* Begin WORKING DATA *
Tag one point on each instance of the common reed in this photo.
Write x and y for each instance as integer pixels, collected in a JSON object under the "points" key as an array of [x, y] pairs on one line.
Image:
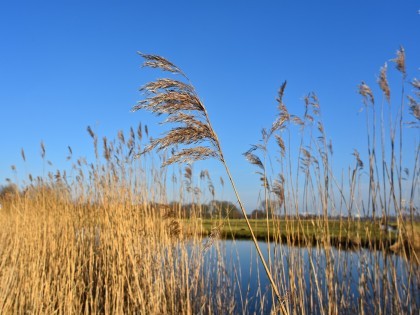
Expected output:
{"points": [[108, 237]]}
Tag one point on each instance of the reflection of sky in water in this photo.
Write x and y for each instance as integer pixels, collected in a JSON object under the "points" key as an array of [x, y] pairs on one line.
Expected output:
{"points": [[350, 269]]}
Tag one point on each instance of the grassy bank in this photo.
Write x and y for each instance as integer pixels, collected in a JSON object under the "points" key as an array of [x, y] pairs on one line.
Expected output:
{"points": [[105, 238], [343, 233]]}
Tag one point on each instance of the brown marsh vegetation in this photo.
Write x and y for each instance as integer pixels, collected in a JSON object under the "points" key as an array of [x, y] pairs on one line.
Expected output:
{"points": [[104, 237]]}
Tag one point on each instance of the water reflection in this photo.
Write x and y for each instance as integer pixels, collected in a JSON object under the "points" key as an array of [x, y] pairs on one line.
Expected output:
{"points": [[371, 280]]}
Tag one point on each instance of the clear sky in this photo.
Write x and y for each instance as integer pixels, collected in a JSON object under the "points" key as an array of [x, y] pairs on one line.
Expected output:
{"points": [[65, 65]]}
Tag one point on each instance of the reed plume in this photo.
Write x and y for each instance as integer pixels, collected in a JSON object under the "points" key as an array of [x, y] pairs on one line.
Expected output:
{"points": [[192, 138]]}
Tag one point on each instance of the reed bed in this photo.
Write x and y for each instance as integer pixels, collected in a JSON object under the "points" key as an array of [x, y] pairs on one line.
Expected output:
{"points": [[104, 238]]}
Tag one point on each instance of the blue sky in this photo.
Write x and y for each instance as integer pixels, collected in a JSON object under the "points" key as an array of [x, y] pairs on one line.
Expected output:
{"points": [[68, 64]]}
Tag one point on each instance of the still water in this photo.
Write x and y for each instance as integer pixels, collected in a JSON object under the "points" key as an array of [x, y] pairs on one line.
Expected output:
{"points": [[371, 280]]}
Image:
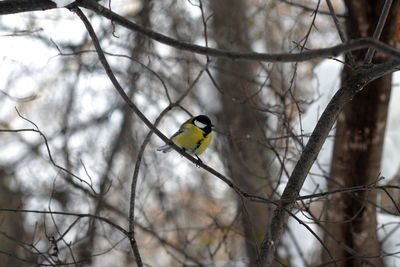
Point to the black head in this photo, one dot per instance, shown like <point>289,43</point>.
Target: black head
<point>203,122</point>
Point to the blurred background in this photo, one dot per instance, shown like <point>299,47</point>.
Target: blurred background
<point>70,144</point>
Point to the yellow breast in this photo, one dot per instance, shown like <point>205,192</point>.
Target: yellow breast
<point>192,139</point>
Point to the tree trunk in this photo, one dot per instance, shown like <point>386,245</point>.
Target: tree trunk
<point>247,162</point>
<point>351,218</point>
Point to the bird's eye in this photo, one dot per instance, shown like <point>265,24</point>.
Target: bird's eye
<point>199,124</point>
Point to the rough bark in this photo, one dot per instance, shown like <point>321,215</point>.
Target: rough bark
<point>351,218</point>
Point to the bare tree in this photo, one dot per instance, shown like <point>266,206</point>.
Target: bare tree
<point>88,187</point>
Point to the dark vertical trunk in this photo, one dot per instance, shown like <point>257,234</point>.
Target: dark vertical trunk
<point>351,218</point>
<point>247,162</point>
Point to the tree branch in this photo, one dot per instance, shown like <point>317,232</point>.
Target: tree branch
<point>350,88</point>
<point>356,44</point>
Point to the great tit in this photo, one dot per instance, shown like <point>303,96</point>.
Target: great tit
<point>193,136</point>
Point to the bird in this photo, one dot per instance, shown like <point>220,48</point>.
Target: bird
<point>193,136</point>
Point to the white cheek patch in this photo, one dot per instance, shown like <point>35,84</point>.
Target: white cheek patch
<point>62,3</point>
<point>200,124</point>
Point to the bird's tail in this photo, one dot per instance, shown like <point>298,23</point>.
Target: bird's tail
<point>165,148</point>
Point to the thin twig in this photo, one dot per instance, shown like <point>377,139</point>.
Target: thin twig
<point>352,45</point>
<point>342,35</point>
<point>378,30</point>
* End WORKING DATA *
Can you print every one of the records above verbatim, leaving out the pictures?

Tag one point on each instance of the common reed in this photo.
Write x and y for each instance as integer pixels, collected in a JSON object under the "points" key as an array of [x, y] pairs on one line.
Image:
Expected output:
{"points": [[108, 237]]}
Tag one point on each instance of the reflection of sky in water in this photo.
Write x and y for each instance as integer pixels, collected in a JSON object under the "points" key as an array of [x, y] pairs on one line.
Expected output:
{"points": [[350, 269]]}
Tag one point on each instance of the grassy bank in this photo.
Write x and y for each instance as integer pixels, collected in a JSON object under the "points" key as an array of [x, y] pairs on one line.
Expected output:
{"points": [[105, 238], [343, 233]]}
Tag one point on each instance of the brown marsh vegetation in this photo.
Write x and y for each instance as integer pixels, collected in a JSON object under the "points" key as an array of [x, y] pairs on one line.
Expected output:
{"points": [[104, 237]]}
Tag one point on each instance of the water reflection in this photo.
Write x and y for each instance as integer pixels, collected in a JSON object under the "points" key as an array of [x, y] pairs on one line.
Expected output:
{"points": [[371, 280]]}
Tag one point on each instance of the clear sky in this photo.
Write x and y for each instance as integer pixels, collected in a JSON object under the "points" key as an array of [x, y] pairs on one line.
Expected output:
{"points": [[65, 65]]}
Tag one point on each instance of the reed plume in this photo.
Write x and y for each instance as integer pixels, collected in a JSON object under the "points" key as an array of [x, y] pairs on one line.
Expected output:
{"points": [[192, 138]]}
Tag one point on each instance of the reed bed in this photo.
Write x and y for each instance as integer pixels, collected in a JSON object under the "points" key as an array of [x, y] pairs on one line.
Expected output:
{"points": [[104, 238]]}
Tag one point on each instance of the blue sky in this photo.
Write x and y for each instance as integer pixels, collected in a JSON object under the "points" key as an array of [x, y] pairs on one line.
Expected output:
{"points": [[68, 64]]}
Tag one point on each instance of the still water in this photo.
Write x and y for each instance as integer pixels, collected in a JSON object under the "points" key as an array of [x, y] pairs on one line.
Expected output:
{"points": [[371, 280]]}
Image:
Point to the black head in this photo, one dot per instance, shown like <point>289,43</point>.
Target: black head
<point>203,122</point>
Point to the blurred background in this photo, one dot per instance, shown like <point>299,47</point>.
Target: blurred background
<point>70,144</point>
Point to the yellow breast in this photo, one dot per instance, shown like <point>205,192</point>.
Target: yellow breast
<point>192,139</point>
Point to the tree trunk in this photo, one dot per instance, shown like <point>386,245</point>.
Target: tree trunk
<point>247,162</point>
<point>351,218</point>
Point to the bird's eye in this photo, one dot per instance, shown like <point>265,24</point>.
Target: bird's eye
<point>199,124</point>
Point to the rough bark in this photo, one dot per instance, shown like <point>321,215</point>.
Target: rough bark
<point>351,218</point>
Point to the bare tree in this photo, one dot per instance, shown like <point>266,206</point>.
Target: bare tree
<point>88,187</point>
Point to the dark vertical trunk in this photo, one dot per instance, shown like <point>257,234</point>.
Target: dark vertical trunk
<point>351,218</point>
<point>247,162</point>
Point to the tree branch in this photo, one dot per instance, shown like <point>317,232</point>.
Target: tree branch
<point>350,88</point>
<point>356,44</point>
Point to the great tit in this photo, one dot per instance, shown like <point>303,96</point>.
Target: great tit
<point>193,136</point>
Point to the bird in this photo, one dot per instance, shown like <point>220,48</point>.
Target: bird
<point>193,136</point>
Point to the white cheek patch in this photo, one dot per instance, shown like <point>35,84</point>.
Target: white cheek patch
<point>62,3</point>
<point>200,124</point>
Point to the bird's tail in this photo, one dot per instance, shown like <point>298,23</point>.
Target: bird's tail
<point>165,148</point>
Point to the thin twig in this photo, one dot per instance, shown like <point>377,139</point>.
Target: thin twig
<point>352,45</point>
<point>342,35</point>
<point>378,30</point>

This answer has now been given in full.